• _SELECTED PASSAGE_:

━━━━━━━━

In 1991, Rosa pled guilty to robbery in the first degree, an offense he committed when he was 15, in violation of N.Y. Penal Law § 160.15(4), which makes it an offense to commit a robbery and display “what appeared to be” a firearm. The government contended that this conviction was an ACCA predicate as an “act of juvenile delinquency ... involving the use or carrying of a firearm.” Two other ACCA predicates were not in dispute.

The district court agreed with the government, and sentenced Rosa to the ACCA fifteen-year mandatory minimum. The circuit reversed, however, concluding that the available information did not establish that Rosa’s 1991 plea “necessarily admitted, and supported a conviction for” an offense involving a firearm, under Shepard v. United States, 544 U.S. 13 (2005). During his state court plea, all Rosa admitted was that the robbery involved “what appeared to be a firearm.” Other available documents, such as the state bill of particulars and PSR, indicated that there might have been a real gun involved, although no gun was recovered.

━━━━━━━━

• _DATA FOR REVIEW_:
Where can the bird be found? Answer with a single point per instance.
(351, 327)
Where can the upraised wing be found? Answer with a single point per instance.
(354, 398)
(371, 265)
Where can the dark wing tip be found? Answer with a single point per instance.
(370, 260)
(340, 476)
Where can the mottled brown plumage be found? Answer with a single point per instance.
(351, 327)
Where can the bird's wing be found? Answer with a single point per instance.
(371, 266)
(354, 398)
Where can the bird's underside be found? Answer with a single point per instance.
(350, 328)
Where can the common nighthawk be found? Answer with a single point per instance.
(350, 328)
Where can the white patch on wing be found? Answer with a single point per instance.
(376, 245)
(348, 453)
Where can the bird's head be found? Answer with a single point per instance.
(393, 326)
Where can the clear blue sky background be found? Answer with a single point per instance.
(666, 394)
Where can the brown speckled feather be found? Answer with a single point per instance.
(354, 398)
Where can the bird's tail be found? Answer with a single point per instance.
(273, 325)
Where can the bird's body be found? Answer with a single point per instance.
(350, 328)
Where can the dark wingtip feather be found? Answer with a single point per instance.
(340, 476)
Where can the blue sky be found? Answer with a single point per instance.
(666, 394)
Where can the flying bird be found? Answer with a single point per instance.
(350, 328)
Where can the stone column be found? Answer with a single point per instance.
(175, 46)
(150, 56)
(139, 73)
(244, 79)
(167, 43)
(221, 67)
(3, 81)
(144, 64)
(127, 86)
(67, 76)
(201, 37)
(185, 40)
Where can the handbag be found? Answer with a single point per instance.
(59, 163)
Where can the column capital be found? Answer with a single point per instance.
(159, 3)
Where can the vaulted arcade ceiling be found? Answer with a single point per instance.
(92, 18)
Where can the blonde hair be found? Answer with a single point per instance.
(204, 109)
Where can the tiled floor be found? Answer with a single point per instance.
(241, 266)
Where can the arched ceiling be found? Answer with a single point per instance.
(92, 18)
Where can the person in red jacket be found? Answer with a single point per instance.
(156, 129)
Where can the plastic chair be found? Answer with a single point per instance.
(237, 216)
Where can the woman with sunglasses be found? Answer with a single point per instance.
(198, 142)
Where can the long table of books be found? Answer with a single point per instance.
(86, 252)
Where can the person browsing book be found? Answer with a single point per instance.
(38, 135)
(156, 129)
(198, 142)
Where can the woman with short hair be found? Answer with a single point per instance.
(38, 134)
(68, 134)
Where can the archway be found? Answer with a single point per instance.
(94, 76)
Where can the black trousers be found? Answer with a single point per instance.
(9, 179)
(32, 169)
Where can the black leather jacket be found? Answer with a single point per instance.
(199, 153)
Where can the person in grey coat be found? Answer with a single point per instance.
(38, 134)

━━━━━━━━

• _WHAT YOU SHOULD DO_: Continue the summary of Rosa's ACCA sentencing appeal, starting after its last sentence.

• _FINAL ANSWER_:
The crux of this decision is its discussion of the kind of evidence that a district court is permitted to consult in deciding whether a predicate conviction qualifies under ACCA, what the circuit calls “Shepard evidence.” Where the predicate resulted from a guilty plea, the Shepard decision limits the available evidence to that arising from the record of conviction, and not other materials, such as police reports. Shepard cites specifically the plea colloquy, plea agreement, or other findings of fact adopted by the defendant when entering the plea as the appropriate sources. Here, clearly, the plea allocution by itself did not establish an offense involving a firearm, and the circuit rejected all of the other sources of information relied upon by the district court.

First, it rejected the use of the state’s bill of particulars. Even though a bill of particular might be considered a charging document, the bill did not help define the crime of which Rosa was convicted, or serve to limit the charges that he could have pled guilty to. And, since Rosa’s plea allocution mentioned “what appeared to be” a handgun, the plea trumped the bill’s mention of an unrecovered real gun.

Next the court considered, and rejected, the use of the federal PSR as Shepard evidence. The federal PSR relied entirely on the state PSR, and Rosa had objected to the conclusion in the federal PSR that he was subject to ACCA.

Third, the court held that the state PSR was not Shepard evidence, even though it contained a description of the offense conduct. Even the government agreed that this document did not establish that Rosa “necessarily” pled to an offense involving a firearm. Indeed, the court concluded that the state PSR was not any more useful to the Shepard inquiry than a police report, particularly since that report drew its offense statement from the police reports themselves.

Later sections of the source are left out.